WHAT THE TASK REQUIRES: Please report every line in the records below that contains the word "antenna", copying each such line in full.

____

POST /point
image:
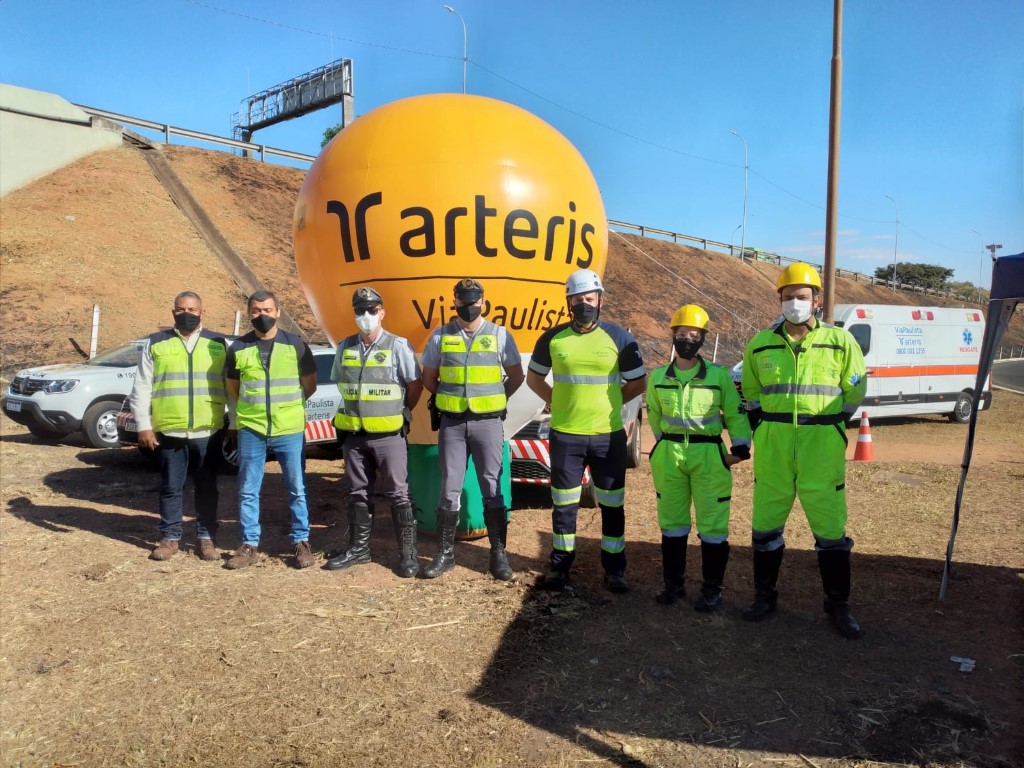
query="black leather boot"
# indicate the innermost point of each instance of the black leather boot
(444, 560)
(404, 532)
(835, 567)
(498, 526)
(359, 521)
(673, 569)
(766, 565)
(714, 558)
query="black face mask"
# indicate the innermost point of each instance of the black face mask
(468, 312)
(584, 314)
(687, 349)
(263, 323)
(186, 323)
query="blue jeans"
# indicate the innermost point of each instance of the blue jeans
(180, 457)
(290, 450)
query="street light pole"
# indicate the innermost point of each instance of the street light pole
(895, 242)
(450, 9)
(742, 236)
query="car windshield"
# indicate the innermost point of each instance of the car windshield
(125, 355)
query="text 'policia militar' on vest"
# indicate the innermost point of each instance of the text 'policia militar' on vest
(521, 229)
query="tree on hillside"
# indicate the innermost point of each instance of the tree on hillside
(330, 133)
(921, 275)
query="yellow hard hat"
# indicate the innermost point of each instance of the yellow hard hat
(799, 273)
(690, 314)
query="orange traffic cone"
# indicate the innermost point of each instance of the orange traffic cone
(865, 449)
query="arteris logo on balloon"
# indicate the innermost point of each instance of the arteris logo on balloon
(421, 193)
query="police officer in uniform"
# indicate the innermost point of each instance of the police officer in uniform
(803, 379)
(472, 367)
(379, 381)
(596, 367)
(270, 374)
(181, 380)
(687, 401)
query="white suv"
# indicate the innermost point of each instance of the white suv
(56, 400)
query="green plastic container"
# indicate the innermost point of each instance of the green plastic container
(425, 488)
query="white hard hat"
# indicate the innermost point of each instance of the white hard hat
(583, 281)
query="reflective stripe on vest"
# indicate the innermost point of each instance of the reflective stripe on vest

____

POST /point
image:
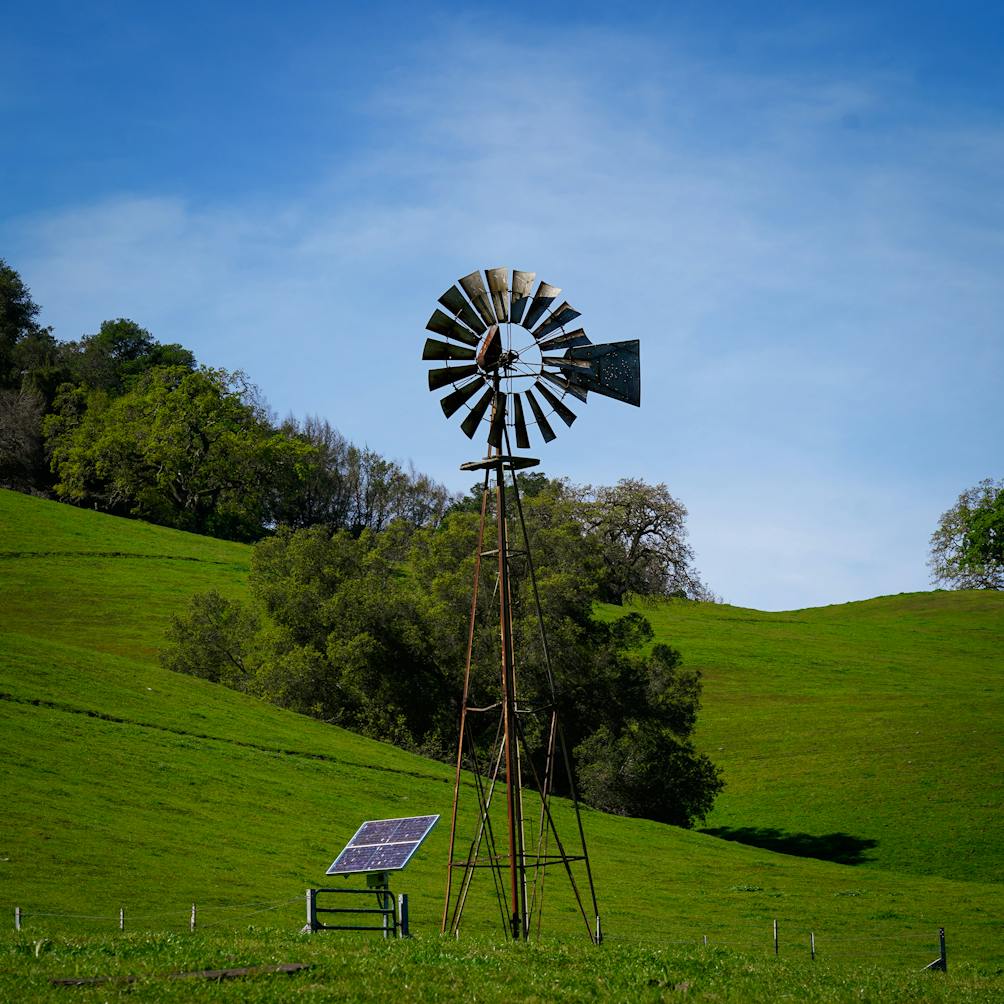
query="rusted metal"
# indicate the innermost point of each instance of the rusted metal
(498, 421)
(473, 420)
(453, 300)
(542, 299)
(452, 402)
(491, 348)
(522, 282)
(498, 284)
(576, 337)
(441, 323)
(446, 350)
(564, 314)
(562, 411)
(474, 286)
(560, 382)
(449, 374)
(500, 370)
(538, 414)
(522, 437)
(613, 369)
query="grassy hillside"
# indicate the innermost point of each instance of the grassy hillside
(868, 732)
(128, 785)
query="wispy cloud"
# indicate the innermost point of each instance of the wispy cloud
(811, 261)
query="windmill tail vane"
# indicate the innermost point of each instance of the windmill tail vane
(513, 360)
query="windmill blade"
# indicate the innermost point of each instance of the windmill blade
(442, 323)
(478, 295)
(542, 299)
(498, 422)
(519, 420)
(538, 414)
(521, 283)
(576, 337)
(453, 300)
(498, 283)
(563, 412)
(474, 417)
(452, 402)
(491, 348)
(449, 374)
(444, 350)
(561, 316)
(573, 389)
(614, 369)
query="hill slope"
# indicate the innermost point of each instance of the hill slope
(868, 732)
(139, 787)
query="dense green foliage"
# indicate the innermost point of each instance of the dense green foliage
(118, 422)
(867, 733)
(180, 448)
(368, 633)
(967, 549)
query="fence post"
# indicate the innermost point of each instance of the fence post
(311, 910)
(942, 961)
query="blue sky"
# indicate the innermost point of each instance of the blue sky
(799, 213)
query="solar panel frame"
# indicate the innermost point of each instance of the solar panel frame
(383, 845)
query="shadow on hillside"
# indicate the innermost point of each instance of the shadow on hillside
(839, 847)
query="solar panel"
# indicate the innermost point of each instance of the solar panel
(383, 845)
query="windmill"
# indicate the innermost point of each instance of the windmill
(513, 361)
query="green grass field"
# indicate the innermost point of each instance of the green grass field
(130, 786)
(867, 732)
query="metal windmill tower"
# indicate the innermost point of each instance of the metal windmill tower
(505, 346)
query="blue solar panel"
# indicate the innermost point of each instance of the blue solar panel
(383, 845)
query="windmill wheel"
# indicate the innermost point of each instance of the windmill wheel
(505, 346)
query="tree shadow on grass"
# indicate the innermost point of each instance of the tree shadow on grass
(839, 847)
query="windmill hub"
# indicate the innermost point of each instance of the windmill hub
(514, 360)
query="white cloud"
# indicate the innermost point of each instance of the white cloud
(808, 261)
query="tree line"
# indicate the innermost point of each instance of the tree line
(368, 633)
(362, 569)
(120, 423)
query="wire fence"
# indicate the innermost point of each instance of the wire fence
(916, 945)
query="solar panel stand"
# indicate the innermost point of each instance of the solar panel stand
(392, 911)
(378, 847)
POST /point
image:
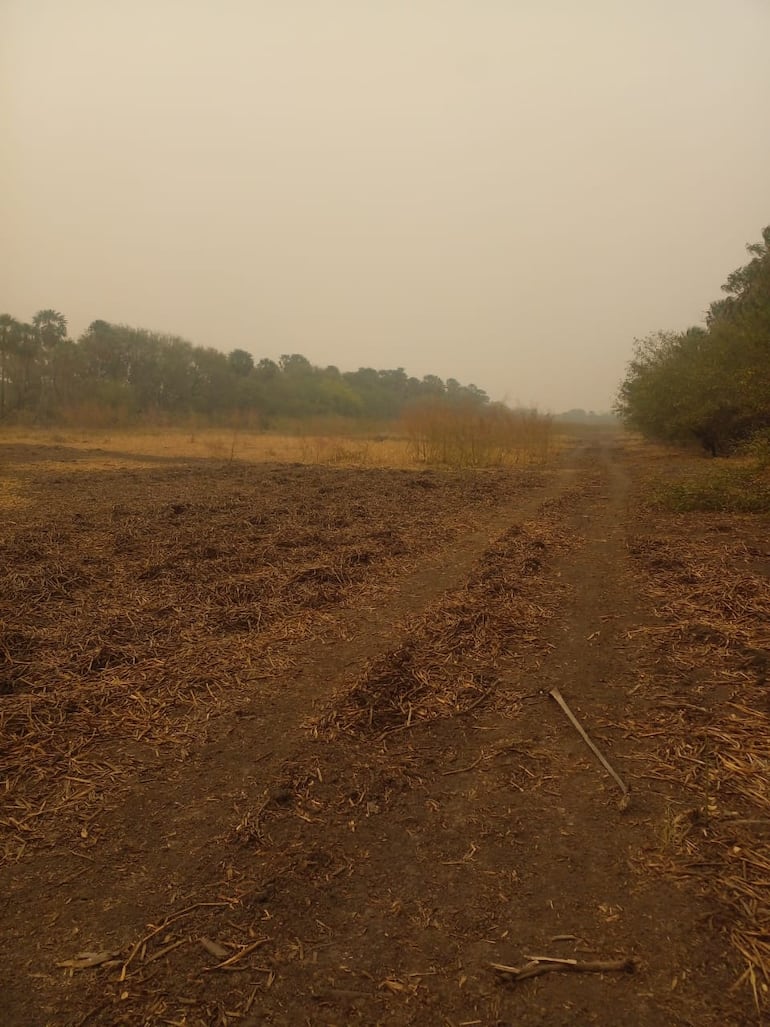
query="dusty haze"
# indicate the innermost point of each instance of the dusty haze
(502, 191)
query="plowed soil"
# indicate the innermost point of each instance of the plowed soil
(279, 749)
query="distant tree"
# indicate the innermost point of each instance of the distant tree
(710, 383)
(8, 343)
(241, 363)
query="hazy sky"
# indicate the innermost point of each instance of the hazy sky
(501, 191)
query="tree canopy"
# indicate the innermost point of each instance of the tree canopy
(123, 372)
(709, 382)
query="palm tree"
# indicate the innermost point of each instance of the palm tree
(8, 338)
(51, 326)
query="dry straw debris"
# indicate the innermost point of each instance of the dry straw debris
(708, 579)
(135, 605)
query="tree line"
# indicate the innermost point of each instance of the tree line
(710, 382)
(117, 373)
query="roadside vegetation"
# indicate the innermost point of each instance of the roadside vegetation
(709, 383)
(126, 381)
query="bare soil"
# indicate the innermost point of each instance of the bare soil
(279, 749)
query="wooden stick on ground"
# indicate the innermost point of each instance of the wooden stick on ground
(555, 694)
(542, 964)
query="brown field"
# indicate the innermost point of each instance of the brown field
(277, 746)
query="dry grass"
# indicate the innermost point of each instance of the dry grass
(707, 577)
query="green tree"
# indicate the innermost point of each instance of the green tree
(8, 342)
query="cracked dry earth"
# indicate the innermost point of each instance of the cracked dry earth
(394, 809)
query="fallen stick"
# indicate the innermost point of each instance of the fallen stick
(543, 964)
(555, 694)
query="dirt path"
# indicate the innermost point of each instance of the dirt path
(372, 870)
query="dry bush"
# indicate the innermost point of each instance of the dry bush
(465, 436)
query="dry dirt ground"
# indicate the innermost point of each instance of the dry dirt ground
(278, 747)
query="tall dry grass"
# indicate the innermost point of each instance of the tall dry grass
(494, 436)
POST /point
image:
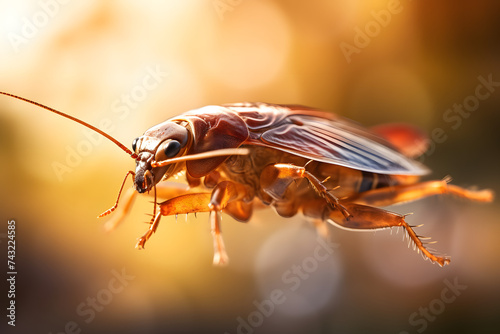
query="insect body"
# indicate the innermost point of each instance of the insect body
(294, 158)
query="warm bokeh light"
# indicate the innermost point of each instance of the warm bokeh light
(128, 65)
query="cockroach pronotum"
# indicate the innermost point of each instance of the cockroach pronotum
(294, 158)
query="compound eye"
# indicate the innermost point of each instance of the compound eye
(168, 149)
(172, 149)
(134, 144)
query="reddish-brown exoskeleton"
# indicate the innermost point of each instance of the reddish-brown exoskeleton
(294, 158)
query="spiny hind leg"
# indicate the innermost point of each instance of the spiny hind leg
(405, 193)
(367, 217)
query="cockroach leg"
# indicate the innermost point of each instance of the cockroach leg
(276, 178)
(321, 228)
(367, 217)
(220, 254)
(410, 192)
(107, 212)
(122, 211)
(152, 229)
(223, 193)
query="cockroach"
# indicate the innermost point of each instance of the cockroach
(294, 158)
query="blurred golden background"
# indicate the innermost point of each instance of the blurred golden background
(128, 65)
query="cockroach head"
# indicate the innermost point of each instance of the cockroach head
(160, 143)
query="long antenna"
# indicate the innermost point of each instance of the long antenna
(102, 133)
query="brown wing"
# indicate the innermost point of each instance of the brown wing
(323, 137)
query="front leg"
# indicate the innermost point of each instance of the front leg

____

SOLUTION BELOW:
query="long antenna"
# indicate the innermost point of each instance of the long antenna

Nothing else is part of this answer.